▶ [Given exercise]
Below is a block of data; give all of it again word for word.

▶ [Entries from a point annotation set]
▬▬▬▬▬▬

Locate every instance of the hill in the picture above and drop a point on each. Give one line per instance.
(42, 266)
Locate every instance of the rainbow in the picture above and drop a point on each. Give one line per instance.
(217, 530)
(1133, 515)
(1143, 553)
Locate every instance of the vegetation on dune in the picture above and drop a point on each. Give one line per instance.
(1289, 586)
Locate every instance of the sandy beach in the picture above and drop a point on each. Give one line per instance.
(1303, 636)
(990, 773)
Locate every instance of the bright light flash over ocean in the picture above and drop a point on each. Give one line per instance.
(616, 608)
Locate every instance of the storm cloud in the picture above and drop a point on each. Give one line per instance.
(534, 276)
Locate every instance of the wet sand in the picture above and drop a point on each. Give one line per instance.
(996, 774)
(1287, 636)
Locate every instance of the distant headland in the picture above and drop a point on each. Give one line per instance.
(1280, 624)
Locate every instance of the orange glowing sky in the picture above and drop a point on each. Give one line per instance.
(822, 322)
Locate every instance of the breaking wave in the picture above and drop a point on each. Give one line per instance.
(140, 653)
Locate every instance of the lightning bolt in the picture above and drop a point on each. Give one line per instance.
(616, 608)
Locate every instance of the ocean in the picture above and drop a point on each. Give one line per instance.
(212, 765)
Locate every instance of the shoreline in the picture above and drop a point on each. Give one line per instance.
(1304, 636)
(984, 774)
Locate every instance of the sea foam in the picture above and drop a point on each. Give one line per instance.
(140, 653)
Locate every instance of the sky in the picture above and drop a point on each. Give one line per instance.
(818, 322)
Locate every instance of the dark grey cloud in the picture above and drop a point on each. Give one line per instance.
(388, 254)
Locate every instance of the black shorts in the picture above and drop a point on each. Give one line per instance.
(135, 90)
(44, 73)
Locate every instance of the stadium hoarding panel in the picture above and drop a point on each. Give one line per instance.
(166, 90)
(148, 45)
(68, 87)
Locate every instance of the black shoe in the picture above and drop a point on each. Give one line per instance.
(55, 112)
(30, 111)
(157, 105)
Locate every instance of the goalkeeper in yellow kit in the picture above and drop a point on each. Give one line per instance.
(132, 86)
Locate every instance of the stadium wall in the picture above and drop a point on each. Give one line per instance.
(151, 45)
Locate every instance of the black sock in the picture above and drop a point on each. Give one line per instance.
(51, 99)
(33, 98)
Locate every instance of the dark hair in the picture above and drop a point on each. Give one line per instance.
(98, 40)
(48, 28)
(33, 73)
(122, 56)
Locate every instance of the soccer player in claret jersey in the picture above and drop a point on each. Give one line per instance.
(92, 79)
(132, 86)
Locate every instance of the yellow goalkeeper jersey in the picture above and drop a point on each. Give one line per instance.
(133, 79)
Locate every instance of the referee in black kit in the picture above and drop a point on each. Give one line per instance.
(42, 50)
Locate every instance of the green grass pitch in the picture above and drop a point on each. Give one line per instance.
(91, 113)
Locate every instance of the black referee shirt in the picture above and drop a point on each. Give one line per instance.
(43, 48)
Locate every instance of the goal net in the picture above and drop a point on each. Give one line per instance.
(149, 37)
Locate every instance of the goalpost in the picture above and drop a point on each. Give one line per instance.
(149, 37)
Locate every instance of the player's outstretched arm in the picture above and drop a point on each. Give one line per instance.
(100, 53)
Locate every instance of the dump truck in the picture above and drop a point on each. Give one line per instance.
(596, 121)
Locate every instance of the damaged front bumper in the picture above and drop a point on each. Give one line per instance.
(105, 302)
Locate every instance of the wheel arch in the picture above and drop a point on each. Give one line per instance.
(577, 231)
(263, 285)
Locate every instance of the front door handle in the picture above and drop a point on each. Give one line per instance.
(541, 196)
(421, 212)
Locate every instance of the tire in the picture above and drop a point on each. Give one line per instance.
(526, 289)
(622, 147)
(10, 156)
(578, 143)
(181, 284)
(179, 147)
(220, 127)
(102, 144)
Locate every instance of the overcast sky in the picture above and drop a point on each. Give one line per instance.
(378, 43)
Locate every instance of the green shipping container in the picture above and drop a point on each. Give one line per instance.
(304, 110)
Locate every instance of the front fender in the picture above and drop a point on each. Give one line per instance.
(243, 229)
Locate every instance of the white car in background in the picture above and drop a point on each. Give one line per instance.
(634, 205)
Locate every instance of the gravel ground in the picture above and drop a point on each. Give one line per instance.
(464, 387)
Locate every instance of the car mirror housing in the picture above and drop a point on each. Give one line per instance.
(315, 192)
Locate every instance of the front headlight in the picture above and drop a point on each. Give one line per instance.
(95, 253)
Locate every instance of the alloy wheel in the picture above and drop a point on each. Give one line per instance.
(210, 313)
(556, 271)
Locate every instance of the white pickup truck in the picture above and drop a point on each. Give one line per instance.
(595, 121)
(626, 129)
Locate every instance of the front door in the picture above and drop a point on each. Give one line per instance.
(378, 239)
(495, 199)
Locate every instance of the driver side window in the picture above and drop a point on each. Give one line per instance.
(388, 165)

▬▬▬▬▬▬

▶ [Answer in full]
Locate every instance of the hill in the picture above and drop a point on each. Give one line per instance.
(42, 266)
Locate every instance of the rainbow in the picture above and drop a point on each. Give one line per instance.
(217, 530)
(1133, 515)
(1143, 553)
Locate every instance of the vegetation on dune in the picture above and drop a point on each. Give one line per instance.
(1289, 586)
Locate every instance of the sandy beach in the picture above and drop a point on each. Give one line per instance.
(1303, 636)
(990, 773)
Locate every instance of the bright light flash over ocean in the picture above and drop a point on each. Give one line per instance.
(616, 608)
Locate every instance of the storm cloud in the picture above and drop a point on each. Give one line per instance.
(534, 276)
Locate every instance of the wet sand in the picture above and drop a point on each. Give one line per instance.
(996, 774)
(1287, 636)
Locate every instance of the distant headland in the picture above and drop a point on each. Give one line per instance.
(1280, 624)
Locate every instance of the orange glowing sky in the picture above and drop a point on each. Give one line per instance.
(822, 322)
Locate every instance of the breaking wave in the picture above and drop a point on each. Give one line per instance.
(140, 653)
Locate every instance of the lightning bolt in the picture above and drop a point on each. Give one line per instance.
(616, 608)
Locate every instance of the ocean in the picture above and drop a point on each. Give one line per instance.
(212, 765)
Locate every instance of the shoreline in the picture above and drop a point on each. Give one line per instance.
(1304, 636)
(984, 774)
Locate every instance of the sea foam in the picture above and drop a point on each. Give one line per instance.
(140, 653)
Locate every instance of the sky in the picture above and drop a point on each. Give one line per instance.
(818, 322)
Locate every instance of the dark grey cloud in the picture above and drop a point on each. Give one line per instance.
(388, 254)
Locate every instance of the black shorts in the picture above and drop a point on each. Give one line per instance.
(135, 90)
(44, 73)
Locate every instance of the stadium hoarding panel in the picture above and drop a point on each. Give one line per instance.
(166, 90)
(148, 45)
(68, 87)
Locate every instance of the black shoe in the picture above and drop a point on each. Give one line per instance.
(55, 112)
(30, 111)
(157, 105)
Locate every instance of the goalkeeper in yellow kit in the picture above and drop a point on each. Give one line per instance.
(132, 86)
Locate every instance of the stadium wall in the picture above and drop a point on each. Give one line per instance.
(151, 45)
Locate every instance of the black sock in the picture above and drop a point on each. Give one line per instance.
(51, 99)
(33, 98)
Locate every instance of the dark hair in the picture above and drop a point on each. Give one line per instance.
(98, 40)
(48, 28)
(33, 73)
(122, 56)
Locate every instance of the soccer player in claret jersey in the picture above and drop a point on each. Give one line per instance.
(92, 79)
(132, 86)
Locate every instance of the yellow goalkeeper jersey in the picture above and drop a point on each. Give one line per instance.
(133, 79)
Locate every instance of the referee in black kit in the picture above and drop a point on each. Give one line per instance.
(42, 50)
Locate every instance of the green grass pitch in the picture above and drop a point on each. Give one line per instance.
(91, 113)
Locate every instance of the black referee shirt in the picture above and drop a point on each. Give one line per instance.
(43, 48)
Locate every instance of the goal net in the picture above and drop a point on each. Give one line per instance.
(149, 37)
Locate every instance of the goalpost in the picture above and drop a point on each. Give one line per instance.
(149, 37)
Locate every instance of the player's outstretched arm in the picture above and drop a point on each. Give one line per instance.
(100, 53)
Locate every instance of the dump truck in the picture above and drop a point on each. Give one line per instance.
(596, 121)
Locate every instance of the damaged front bumper in the picture above and drop a point on each. Give one line per instance.
(105, 302)
Locate every instance of the wheel arch in the picture above and drop a point on each. Give one line per instance.
(577, 231)
(263, 285)
Locate every instance of the front door handle in the picture above and drop a point on each. Give one line per instance.
(541, 196)
(421, 212)
Locate every instance of the tire in the picture above and drop a point on each. Give one line per instance.
(526, 289)
(622, 147)
(10, 156)
(578, 143)
(181, 284)
(179, 147)
(220, 127)
(102, 144)
Locate every instance of the overcast sky in the picture above and drop a point on each. Give one line per instance.
(378, 43)
Locate every instance of the green shipping container in the picture above and drop a point on each. Give one line per instance.
(304, 110)
Locate every instance of the front fender in the picture above and drop a point on each. Give one line per instance.
(243, 229)
Locate every instance of the white car in background in the picture above and drop a point on each. Give one line per instance.
(634, 205)
Locate every instance of the gravel ground in the picture above and drop a point on each. Give one line per instance.
(464, 387)
Locate every instance of the car mirror housing in the picture above and drop a point on each. Give one line per instance.
(315, 192)
Locate every instance of the front headlight in the picture above and drop a point on each. Give one line per instance.
(95, 253)
Locate every instance of the alloy wheel in the picture above and drop a point on each. Give one line per instance.
(210, 313)
(556, 271)
Locate every instance of the white pickup truck in the picture above and drop a point on each. Give one line per instance.
(595, 121)
(626, 129)
Locate every instance of the front door in the picture above and drop a point on each. Give one line per instance.
(378, 239)
(495, 199)
Locate every instance of the driver side window in the picture above and drop a point on each. Give one line per instance.
(388, 165)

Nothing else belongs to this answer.